TASK TO COMPLETE:
Repeat word for word the section of the telemedicine passage that begins with "As the Affordable" and stops after "industry, according to Lacktman.".
:: PASSAGE TO READ
He points that there is support for innovative health technology across party lines, and there are examples of telehealth-specific regulations in bipartisan legislation. One example is the Medicare Telehealth Parity Act of 2014 introduced late this past summer, which proposes a three-phase rollout of changes to the way telemedicine services are reimbursed by Medicare and expands coverage not only for residents of rural areas, but urban areas as well.

“Secondary obstacles include licensure and scope of practice barriers, and need for providers to better understand that there are models to utilize and approaches available to meaningfully build out their telemedicine programs,” Lacktman says. “They need not go it alone or re-invent the wheel.”

The opportunities are not lost on managed care executives, as a number of the largest health plans have created their own telemedicine provider offerings, looking to occupy this space and harness their payer networks, according to Lacktman.

Eighty-four percent of the survey respondents believe telemedicine is important to their organizations; nine out of 10 of them are pursuing telemedicine programs.

“Managed care executives should seek out ways to partner with providers under risk sharing or subcapitated arrangements to promote and incentivize telemedicine as a key tool to manage population health of their subscribers, reduce acute inpatient stays, and improve quality care,” he says.

As the Affordable Care Act (ACA) increases pressure to keep patients healthy, 50% of the survey respondents said that improving quality of care was their primary motivator for adopting telemedicine.

In the post-Obamacare paradigm, providers bear a much greater responsibility for the sustained wellness of their patients as healthcare providers move from a fee-for-service model to one that reimburses based on positive patient outcomes, according to the survey.

The survey results confirm our belief that telemedicine is the next monumental shift in the healthcare industry, according to Lacktman.

In light of the survey results, Lacktman offers these 4 take aways:

1/ As the reimbursement and regulatory landscape is continually changing, the best course of action for healthcare organizations is to move forward with developing telemedicine programs as the law will catch up.

2/ In the wake of the ACA, risk-bearing models such as capitation (in which a provider receives a monthly fee per patient to manage their care) and bundled payments (in which patients pay a one-time charge for a procedure), are moving out of the margins and into the mainstream. Healthcare executives are increasingly focused on keeping their patients healthy and telemedicine offers a valuable means to help this effort. 

3/ With its ability to multiply patient points of contact at a significantly reduced cost, telemedicine enables physicians to keep closer tabs on their patients, whether it is monitoring blood pressure from a distance or ensuring day-to-day medication adherence.

4/ The survey shows that healthcare organizations are already implementing telemedicine practices. More than half already offer remote patient monitoring services (64%), store and forward technology (54%) and real-time interaction capabilities (52%).

“Telemedicine can serve as the catalyst for hospital systems seeking broad-scale population management, vertical integration, and comprehensive care offerings,” Lacktman says. “Telemedicine’s many benefits include the potential to exponentially expand a provider’s geographic footprint, use doctors’ time more efficiently, keep patients healthier and dramatically reduce the barriers to patient interaction and continued care management.”  

Finally, he adds, telemedicine offers significant growth opportunities for healthcare organizations to position themselves for the new wave of patient demands and expectations.

“But as with any new technology, it also comes with business and legal risks that require careful navigation,” he says. “And yet, there are many viable options and business solutions to successfully harness telemedicine, and we see the regulatory and reimbursement landscape changing in response.”
::::
:: MATERIAL PROVIDED
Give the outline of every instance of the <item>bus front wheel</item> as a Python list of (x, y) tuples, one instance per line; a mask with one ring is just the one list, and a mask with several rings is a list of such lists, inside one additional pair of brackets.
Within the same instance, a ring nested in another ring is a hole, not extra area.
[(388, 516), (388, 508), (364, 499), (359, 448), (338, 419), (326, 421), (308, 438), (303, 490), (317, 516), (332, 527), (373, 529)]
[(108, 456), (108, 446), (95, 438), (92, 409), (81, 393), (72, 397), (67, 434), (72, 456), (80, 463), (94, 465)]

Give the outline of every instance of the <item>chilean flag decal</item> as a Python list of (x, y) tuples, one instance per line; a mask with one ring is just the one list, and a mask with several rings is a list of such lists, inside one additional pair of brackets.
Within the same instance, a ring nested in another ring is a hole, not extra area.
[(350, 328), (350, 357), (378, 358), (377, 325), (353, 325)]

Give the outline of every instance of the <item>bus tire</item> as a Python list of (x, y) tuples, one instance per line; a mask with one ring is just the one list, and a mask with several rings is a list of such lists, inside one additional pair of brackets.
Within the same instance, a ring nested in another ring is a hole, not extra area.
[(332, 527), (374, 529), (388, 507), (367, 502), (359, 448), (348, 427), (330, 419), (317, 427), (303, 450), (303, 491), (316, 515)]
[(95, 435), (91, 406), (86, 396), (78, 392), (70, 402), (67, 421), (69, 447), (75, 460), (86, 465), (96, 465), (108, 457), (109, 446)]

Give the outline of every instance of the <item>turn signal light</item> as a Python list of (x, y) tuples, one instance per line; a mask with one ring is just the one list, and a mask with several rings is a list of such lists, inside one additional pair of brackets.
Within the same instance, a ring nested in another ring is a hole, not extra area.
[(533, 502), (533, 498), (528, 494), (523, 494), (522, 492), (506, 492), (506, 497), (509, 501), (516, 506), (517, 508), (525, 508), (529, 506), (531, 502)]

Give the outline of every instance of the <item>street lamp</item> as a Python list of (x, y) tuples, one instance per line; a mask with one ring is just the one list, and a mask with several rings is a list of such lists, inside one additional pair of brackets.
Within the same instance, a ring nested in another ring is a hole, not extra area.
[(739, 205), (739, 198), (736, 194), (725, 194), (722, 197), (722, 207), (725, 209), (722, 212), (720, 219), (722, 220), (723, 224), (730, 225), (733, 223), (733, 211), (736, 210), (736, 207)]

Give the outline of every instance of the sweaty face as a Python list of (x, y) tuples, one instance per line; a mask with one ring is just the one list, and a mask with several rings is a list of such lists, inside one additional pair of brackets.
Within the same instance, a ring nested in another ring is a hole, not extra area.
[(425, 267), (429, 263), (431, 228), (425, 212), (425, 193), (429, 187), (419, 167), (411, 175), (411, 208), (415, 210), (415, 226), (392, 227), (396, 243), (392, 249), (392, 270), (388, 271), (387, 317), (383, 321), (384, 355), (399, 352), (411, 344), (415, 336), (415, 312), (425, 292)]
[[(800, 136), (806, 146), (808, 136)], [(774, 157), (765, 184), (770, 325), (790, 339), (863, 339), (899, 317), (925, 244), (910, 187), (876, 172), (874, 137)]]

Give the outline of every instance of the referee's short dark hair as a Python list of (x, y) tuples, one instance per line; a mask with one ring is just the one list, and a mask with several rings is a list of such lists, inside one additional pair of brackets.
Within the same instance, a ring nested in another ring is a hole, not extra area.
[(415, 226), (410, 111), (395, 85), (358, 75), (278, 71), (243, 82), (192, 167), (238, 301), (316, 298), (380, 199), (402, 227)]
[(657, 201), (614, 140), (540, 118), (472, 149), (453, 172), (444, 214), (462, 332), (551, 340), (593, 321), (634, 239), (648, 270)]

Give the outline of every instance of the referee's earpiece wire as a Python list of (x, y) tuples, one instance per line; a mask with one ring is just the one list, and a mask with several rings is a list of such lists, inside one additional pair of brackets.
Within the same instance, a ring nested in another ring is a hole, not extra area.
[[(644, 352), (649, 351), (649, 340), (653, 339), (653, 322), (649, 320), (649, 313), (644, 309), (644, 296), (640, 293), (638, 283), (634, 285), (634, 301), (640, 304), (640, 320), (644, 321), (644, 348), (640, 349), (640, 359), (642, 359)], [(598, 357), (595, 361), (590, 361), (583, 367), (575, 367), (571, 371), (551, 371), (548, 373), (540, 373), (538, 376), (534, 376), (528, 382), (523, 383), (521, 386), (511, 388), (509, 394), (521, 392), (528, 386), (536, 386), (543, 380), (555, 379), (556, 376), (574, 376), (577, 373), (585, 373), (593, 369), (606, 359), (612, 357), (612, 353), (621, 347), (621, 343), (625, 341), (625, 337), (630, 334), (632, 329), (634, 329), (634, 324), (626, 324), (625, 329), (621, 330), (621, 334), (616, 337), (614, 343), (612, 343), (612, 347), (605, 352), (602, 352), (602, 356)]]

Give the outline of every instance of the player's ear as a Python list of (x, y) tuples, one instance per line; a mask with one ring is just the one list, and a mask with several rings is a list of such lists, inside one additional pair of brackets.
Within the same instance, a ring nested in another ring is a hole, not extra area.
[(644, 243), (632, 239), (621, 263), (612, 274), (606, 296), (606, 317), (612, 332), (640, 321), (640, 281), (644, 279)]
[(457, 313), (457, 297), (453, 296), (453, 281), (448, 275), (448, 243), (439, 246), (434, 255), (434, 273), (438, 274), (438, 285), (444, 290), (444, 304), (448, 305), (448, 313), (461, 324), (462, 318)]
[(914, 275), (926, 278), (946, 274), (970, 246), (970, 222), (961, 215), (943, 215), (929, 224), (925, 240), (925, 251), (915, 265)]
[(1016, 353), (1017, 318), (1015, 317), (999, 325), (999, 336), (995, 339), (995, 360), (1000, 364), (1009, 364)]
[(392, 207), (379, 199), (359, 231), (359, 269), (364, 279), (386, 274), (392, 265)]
::::
WRITTEN RESPONSE:
As the Affordable Care Act (ACA) increases pressure to keep patients healthy, 50% of the survey respondents said that improving quality of care was their primary motivator for adopting telemedicine.

In the post-Obamacare paradigm, providers bear a much greater responsibility for the sustained wellness of their patients as healthcare providers move from a fee-for-service model to one that reimburses based on positive patient outcomes, according to the survey.

The survey results confirm our belief that telemedicine is the next monumental shift in the healthcare industry, according to Lacktman.